*Entries from a pointing dataset*:
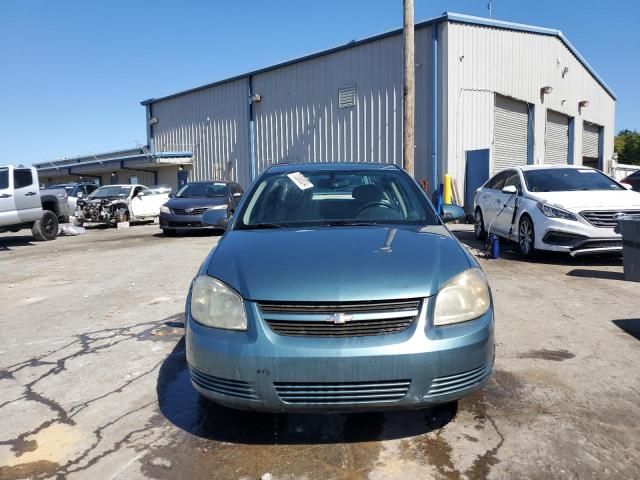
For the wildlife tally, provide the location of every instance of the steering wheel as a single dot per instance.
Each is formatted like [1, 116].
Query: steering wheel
[374, 204]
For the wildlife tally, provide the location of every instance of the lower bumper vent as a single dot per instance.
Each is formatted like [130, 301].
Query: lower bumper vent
[232, 388]
[337, 393]
[460, 381]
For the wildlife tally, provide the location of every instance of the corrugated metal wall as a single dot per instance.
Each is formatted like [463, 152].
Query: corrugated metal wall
[484, 61]
[298, 118]
[213, 124]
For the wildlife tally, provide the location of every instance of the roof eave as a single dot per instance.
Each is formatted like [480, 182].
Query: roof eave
[446, 16]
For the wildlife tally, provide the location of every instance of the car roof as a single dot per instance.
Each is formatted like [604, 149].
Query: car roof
[70, 184]
[324, 166]
[526, 168]
[210, 181]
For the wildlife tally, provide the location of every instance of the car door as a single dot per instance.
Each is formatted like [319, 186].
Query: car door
[235, 194]
[25, 192]
[139, 206]
[488, 198]
[8, 213]
[503, 223]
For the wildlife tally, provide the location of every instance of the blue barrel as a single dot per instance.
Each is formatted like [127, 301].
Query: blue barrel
[494, 246]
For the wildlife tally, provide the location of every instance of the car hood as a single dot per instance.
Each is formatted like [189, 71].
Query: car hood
[586, 200]
[195, 202]
[334, 264]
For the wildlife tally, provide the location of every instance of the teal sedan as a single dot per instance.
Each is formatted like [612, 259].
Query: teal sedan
[338, 287]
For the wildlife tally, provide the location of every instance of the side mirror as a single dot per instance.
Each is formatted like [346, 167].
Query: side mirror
[451, 213]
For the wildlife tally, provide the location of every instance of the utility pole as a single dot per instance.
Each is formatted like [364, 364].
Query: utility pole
[409, 91]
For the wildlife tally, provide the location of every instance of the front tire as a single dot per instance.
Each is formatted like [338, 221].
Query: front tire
[478, 225]
[526, 237]
[46, 228]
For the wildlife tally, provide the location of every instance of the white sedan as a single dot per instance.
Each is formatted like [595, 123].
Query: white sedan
[559, 208]
[120, 203]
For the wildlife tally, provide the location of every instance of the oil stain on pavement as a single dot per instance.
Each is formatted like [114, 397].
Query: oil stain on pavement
[59, 446]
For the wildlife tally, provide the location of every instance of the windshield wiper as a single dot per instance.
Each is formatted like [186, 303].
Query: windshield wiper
[258, 226]
[349, 223]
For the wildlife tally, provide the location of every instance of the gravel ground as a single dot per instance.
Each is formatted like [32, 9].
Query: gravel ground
[93, 379]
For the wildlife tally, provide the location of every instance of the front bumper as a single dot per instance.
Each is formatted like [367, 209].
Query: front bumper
[576, 237]
[187, 222]
[261, 370]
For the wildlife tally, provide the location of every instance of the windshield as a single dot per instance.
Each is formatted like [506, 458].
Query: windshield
[335, 197]
[568, 180]
[68, 188]
[203, 190]
[111, 191]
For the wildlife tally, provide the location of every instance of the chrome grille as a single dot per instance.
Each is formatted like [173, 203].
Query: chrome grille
[193, 211]
[224, 386]
[349, 319]
[343, 392]
[605, 218]
[460, 381]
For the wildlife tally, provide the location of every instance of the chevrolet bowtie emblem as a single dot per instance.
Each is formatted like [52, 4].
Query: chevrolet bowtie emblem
[340, 318]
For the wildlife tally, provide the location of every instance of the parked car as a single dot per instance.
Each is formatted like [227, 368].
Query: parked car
[558, 208]
[74, 192]
[161, 188]
[633, 181]
[120, 203]
[24, 205]
[184, 210]
[338, 287]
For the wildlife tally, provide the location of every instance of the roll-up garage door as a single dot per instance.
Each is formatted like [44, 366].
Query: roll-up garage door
[510, 134]
[556, 139]
[590, 144]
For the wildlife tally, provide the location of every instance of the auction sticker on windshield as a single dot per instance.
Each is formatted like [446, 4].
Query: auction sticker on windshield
[300, 180]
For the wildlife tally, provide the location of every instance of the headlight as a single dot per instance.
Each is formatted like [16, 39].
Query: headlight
[215, 305]
[555, 212]
[464, 297]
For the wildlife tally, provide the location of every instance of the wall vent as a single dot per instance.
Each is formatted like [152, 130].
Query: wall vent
[347, 96]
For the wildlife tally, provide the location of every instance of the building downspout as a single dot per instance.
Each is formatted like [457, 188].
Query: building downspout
[150, 141]
[252, 163]
[434, 109]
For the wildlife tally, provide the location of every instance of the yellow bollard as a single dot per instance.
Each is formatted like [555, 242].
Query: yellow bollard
[446, 192]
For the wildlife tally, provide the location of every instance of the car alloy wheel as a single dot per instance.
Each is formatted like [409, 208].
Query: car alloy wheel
[525, 236]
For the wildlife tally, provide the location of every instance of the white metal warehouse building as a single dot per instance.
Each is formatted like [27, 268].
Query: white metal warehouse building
[489, 94]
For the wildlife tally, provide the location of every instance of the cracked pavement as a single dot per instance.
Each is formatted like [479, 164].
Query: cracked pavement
[93, 381]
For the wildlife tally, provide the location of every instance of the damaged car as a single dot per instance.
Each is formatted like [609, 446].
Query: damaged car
[120, 203]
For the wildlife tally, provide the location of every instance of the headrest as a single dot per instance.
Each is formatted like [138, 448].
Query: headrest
[367, 193]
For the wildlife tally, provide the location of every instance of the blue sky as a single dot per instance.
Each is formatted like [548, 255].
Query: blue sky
[73, 72]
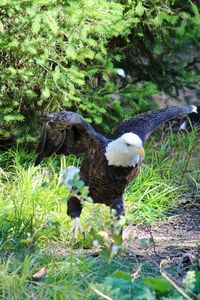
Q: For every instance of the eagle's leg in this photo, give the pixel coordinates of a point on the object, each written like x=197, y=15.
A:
x=119, y=207
x=119, y=212
x=74, y=209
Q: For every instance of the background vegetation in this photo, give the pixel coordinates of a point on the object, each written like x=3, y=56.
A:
x=103, y=59
x=57, y=55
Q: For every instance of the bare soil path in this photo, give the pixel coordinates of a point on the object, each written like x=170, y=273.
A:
x=176, y=239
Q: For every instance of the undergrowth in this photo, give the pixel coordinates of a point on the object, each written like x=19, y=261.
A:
x=33, y=225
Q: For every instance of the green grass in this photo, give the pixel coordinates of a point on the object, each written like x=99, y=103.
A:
x=33, y=220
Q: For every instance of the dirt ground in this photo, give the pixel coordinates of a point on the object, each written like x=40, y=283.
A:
x=175, y=240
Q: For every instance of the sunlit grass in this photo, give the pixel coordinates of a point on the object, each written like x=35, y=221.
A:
x=33, y=220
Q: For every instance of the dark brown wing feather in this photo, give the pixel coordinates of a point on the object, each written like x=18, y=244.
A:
x=144, y=124
x=64, y=133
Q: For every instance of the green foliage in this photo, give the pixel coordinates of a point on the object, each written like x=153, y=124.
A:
x=120, y=286
x=65, y=55
x=33, y=226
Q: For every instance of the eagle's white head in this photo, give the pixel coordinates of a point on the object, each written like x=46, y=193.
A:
x=126, y=151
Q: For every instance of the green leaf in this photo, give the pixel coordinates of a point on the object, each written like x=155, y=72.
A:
x=1, y=27
x=140, y=9
x=159, y=284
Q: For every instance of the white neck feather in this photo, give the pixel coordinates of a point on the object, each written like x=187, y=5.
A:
x=118, y=155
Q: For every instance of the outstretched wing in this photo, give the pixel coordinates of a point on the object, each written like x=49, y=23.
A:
x=144, y=124
x=64, y=133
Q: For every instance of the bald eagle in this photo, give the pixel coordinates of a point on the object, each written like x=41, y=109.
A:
x=109, y=164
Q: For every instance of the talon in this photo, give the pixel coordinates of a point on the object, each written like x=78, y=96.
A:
x=77, y=228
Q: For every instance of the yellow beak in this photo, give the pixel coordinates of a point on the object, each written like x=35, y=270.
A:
x=140, y=152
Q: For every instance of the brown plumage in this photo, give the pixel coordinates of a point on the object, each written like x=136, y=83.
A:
x=68, y=133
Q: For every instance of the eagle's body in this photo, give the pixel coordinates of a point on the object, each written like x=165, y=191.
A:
x=109, y=164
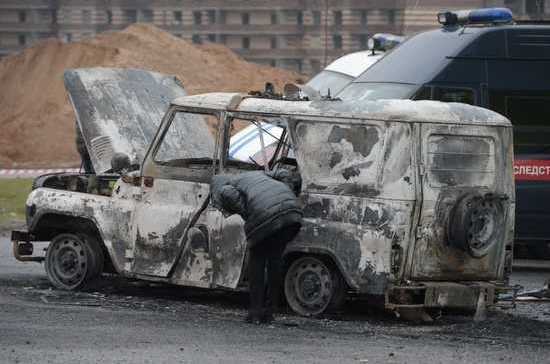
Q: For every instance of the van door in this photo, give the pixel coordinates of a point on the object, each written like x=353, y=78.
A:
x=463, y=175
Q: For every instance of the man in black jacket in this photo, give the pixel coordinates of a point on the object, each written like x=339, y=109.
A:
x=272, y=216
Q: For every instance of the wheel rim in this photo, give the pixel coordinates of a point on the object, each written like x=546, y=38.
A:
x=308, y=286
x=67, y=262
x=482, y=228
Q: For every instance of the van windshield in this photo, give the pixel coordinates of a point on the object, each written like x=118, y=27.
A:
x=371, y=91
x=329, y=80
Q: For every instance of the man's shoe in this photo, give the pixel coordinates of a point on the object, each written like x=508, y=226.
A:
x=253, y=319
x=267, y=318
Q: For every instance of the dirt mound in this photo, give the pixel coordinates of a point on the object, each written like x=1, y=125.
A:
x=37, y=121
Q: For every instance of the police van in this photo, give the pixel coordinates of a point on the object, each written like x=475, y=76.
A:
x=482, y=57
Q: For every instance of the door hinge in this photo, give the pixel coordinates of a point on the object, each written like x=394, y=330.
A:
x=419, y=232
x=422, y=169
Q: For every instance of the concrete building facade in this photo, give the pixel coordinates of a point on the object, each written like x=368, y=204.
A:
x=303, y=35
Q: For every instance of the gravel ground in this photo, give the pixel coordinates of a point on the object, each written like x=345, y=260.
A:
x=125, y=321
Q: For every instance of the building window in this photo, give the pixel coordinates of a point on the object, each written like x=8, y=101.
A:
x=22, y=16
x=86, y=16
x=364, y=18
x=196, y=39
x=211, y=16
x=130, y=15
x=147, y=15
x=274, y=18
x=337, y=41
x=197, y=17
x=316, y=18
x=364, y=41
x=221, y=17
x=338, y=18
x=391, y=16
x=534, y=7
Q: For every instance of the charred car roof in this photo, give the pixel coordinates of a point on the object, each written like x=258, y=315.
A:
x=386, y=110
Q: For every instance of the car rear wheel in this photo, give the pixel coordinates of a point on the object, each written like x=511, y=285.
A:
x=73, y=261
x=313, y=287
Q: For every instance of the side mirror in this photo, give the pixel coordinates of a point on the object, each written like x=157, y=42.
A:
x=120, y=163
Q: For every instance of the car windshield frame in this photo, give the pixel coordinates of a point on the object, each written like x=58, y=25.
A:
x=328, y=76
x=406, y=91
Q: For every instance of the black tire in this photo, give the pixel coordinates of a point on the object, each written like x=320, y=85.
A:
x=476, y=224
x=73, y=261
x=313, y=287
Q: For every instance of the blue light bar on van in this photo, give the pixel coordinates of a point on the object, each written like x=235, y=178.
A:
x=384, y=41
x=478, y=16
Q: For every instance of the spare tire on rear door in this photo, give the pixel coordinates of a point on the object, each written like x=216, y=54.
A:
x=476, y=223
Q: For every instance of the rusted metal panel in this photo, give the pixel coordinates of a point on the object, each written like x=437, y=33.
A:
x=119, y=110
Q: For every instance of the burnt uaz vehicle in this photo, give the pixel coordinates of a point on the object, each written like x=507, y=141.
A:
x=409, y=201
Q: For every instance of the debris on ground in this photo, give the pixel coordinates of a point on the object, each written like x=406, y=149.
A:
x=37, y=122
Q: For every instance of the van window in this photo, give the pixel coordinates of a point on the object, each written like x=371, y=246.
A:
x=530, y=115
x=332, y=156
x=460, y=160
x=448, y=94
x=253, y=142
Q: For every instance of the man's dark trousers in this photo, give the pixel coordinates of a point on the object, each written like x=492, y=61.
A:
x=266, y=255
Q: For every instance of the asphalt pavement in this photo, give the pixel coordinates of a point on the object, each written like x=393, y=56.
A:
x=135, y=322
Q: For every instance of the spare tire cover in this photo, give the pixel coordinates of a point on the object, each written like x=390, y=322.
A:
x=476, y=223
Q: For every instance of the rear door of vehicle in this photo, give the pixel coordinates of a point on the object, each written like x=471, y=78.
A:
x=455, y=160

*Short problem*:
Output everything from the line containing "Q: For every instance of the dirt mound" down to the line containing "x=125, y=321", inclusive, as a JSON list of strings with one string per line and blank lines omitted.

*Task output*:
[
  "Q: For every instance of the dirt mound in this photo, give the pixel coordinates of a point on the object, each written like x=1, y=125.",
  "A:",
  "x=37, y=121",
  "Q: For every instance of the police van in this photo, give the pixel coordinates of a point on the object, each written like x=475, y=76.",
  "A:",
  "x=482, y=57",
  "Q: For every instance of the door hinge in this photo, give the pixel coordinates of a point on the object, each written like x=394, y=330.",
  "A:",
  "x=419, y=232",
  "x=422, y=169",
  "Q: For every instance of the concrete building facade in this photo, give the pixel coordinates of a point on the object, each written like x=368, y=204.",
  "A:",
  "x=303, y=35",
  "Q: For every instance of the gravel ground in this photo, give the pixel coordinates of a point on the object, each written like x=345, y=260.",
  "A:",
  "x=125, y=321"
]